DATASET ROWS:
-- -- --

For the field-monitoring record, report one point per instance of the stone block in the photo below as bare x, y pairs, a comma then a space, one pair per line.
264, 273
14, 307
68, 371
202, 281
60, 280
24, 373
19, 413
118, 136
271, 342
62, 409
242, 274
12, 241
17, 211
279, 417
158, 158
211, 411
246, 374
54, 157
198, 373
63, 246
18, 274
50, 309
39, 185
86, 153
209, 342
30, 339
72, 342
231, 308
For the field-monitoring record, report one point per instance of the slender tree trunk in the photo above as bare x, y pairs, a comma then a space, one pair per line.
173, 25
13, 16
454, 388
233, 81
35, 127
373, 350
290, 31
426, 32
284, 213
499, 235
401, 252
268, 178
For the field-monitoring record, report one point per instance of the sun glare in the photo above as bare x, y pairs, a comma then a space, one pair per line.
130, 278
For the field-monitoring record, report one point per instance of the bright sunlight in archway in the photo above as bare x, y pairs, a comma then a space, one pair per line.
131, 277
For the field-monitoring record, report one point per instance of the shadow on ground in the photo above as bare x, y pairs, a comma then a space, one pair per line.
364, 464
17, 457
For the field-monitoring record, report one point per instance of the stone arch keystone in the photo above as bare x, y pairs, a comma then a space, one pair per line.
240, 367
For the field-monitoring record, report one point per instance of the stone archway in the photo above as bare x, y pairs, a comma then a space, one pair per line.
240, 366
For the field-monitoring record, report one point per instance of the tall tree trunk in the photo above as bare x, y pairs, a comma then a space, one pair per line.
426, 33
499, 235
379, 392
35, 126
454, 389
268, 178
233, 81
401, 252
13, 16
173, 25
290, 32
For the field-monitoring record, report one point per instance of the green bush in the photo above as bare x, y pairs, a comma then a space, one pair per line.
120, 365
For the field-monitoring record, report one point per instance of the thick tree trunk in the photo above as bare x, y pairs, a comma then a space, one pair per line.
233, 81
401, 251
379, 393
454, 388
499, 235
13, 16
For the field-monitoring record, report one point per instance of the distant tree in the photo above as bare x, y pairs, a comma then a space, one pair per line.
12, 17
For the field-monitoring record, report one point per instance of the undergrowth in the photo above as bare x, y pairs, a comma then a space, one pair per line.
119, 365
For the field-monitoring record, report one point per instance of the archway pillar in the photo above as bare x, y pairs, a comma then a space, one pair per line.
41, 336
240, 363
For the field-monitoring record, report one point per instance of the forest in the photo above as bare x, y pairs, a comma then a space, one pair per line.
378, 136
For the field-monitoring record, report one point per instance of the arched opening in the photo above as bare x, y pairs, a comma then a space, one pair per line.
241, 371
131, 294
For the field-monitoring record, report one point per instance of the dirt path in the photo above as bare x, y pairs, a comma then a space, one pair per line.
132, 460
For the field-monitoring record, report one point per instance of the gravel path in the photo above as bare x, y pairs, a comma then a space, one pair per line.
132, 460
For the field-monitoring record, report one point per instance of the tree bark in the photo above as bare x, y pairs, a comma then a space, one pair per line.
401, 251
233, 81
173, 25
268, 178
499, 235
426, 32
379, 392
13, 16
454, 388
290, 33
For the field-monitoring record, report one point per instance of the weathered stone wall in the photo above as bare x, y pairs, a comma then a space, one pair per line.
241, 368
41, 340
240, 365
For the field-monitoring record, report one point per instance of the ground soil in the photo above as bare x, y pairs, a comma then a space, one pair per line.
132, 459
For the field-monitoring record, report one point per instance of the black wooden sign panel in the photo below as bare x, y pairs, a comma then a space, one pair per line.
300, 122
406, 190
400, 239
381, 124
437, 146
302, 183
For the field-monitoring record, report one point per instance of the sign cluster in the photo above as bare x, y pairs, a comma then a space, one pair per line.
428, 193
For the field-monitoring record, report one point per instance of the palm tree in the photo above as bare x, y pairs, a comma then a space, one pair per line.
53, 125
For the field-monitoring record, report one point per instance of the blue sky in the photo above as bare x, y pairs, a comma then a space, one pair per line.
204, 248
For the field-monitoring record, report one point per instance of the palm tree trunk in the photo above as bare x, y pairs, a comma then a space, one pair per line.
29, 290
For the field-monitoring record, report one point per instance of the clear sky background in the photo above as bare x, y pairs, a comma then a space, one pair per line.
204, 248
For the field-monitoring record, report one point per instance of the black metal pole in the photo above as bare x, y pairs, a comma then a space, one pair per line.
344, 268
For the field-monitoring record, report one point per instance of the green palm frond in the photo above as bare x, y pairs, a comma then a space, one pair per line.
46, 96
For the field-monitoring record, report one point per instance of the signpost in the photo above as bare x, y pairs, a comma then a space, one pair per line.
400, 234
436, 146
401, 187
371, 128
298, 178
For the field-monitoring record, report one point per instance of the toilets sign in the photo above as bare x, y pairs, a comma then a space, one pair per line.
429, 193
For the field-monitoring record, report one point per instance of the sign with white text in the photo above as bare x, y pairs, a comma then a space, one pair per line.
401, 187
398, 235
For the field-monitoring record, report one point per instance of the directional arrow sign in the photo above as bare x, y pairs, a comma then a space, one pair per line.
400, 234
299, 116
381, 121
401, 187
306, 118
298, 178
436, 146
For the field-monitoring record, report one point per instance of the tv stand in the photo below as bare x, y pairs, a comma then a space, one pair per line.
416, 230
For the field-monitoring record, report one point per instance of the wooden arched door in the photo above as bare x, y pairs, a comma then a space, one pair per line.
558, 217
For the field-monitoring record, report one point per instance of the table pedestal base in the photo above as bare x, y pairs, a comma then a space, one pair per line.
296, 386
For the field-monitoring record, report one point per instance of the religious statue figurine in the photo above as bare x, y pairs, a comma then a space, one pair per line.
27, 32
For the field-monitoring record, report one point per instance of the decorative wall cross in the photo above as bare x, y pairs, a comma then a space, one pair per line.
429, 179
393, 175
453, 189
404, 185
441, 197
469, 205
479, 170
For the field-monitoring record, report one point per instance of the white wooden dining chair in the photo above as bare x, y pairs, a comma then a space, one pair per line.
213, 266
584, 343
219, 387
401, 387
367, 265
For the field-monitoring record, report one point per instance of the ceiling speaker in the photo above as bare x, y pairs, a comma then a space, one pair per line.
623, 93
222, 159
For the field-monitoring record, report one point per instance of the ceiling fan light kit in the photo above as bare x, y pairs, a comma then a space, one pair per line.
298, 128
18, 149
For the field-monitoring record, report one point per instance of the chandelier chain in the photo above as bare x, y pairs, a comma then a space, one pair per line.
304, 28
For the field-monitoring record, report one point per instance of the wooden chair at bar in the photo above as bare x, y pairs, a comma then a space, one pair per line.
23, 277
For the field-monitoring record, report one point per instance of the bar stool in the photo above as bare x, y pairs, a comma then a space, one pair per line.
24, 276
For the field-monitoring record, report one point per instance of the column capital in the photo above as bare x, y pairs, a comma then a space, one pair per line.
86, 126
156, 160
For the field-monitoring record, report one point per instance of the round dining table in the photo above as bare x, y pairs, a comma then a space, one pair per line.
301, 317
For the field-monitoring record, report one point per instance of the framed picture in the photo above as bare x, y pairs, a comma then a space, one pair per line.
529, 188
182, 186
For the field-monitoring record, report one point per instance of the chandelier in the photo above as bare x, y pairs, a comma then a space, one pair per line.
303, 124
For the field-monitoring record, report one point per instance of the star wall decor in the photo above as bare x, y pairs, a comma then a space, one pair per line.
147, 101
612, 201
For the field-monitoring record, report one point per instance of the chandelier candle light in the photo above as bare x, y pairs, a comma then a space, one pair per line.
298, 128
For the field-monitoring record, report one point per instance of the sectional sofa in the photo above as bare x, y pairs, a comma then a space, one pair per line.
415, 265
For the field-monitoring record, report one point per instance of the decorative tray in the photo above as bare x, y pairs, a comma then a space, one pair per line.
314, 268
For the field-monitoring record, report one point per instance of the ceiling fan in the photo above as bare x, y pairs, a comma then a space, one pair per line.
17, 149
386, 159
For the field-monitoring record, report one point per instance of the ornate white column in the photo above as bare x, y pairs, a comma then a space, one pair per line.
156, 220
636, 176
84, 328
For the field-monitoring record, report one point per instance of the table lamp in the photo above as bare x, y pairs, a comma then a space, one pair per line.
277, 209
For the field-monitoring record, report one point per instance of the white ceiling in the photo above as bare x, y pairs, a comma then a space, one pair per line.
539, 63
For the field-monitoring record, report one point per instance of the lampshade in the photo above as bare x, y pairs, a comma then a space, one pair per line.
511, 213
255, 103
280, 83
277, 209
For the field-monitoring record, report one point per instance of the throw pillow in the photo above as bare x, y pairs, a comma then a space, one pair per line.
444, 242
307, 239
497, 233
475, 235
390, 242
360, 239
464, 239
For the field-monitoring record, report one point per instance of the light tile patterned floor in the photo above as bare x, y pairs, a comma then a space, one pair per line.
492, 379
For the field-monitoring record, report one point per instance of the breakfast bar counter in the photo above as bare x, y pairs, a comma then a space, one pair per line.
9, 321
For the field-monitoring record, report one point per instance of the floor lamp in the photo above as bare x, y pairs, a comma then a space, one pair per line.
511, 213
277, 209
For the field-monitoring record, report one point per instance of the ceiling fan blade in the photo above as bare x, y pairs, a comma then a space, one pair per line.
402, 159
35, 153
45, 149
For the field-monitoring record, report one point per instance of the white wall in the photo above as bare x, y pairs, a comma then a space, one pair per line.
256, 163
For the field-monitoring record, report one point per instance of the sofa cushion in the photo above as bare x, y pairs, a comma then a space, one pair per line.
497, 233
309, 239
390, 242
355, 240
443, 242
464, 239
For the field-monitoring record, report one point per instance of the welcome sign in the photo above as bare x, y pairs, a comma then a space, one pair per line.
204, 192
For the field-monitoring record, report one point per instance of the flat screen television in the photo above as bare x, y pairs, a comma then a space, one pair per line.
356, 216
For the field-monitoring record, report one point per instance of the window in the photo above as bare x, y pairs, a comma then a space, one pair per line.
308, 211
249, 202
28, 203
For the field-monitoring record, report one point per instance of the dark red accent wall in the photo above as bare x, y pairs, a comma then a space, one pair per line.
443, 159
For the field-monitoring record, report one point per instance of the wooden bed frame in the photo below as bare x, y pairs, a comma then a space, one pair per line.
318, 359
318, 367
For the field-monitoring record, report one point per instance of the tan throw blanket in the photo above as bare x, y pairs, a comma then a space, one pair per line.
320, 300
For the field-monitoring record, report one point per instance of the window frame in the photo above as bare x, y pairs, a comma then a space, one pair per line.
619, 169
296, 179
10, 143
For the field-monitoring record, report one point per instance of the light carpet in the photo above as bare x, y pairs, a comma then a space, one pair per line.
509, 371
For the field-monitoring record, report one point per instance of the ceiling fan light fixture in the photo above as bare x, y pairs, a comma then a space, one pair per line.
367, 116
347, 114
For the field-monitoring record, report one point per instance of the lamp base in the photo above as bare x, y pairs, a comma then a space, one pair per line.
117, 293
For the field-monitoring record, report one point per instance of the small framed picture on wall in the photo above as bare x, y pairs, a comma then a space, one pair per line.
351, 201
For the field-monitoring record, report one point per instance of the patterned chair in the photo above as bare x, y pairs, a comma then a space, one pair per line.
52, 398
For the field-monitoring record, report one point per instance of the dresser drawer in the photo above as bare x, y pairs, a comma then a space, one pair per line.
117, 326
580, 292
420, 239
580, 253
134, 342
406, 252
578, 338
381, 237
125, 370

-- -- --

DIRECTIONS FOR THIS TASK:
Write out exactly the lines of the entries above that run from the line containing "the wooden bed" through the last line, including both.

OUTPUT OF THE TASK:
For the field-monitoring record, report one point per instance of the wooden bed frame in the photo below as bare x, y pairs, a comma then a space, one pair per line.
318, 359
318, 367
For the field-monitoring record, report one point per instance of the tan throw blanket in the photo above as bare x, y pairs, a comma then a space, one pair per line.
320, 300
For the field-monitoring record, report one point per instance of the window frame in the photo above as bare x, y pairs, a comma then a space, one pair per line.
619, 169
296, 179
10, 143
For the field-monitoring record, report one point per instance of the light carpet in the photo above as bare x, y pairs, a comma then a space, one pair per line.
509, 371
For the field-monitoring record, report one point per instance of the ceiling fan light fixture in the photo above as bare x, y pairs, a comma then a space, one pair per line.
367, 116
347, 114
For the field-monitoring record, report one point per instance of the lamp base in the photo above as bare x, y pairs, a comma then a space, one pair per line.
117, 293
For the field-monitoring record, report one point per instance of the small framed picture on wall in the photo above as bare x, y pairs, a comma then a space, one pair per line.
351, 201
For the field-monitoring record, report one point per instance of the patterned chair in the photo above as bare x, y pairs, a comma then a space, one pair per line.
52, 398
For the field-monitoring record, report one point per instance of the dresser drawer in the photo above as bare x, y pairs, a comma then a space, one pair per line.
117, 326
580, 292
420, 239
580, 253
134, 342
406, 252
578, 338
381, 237
125, 370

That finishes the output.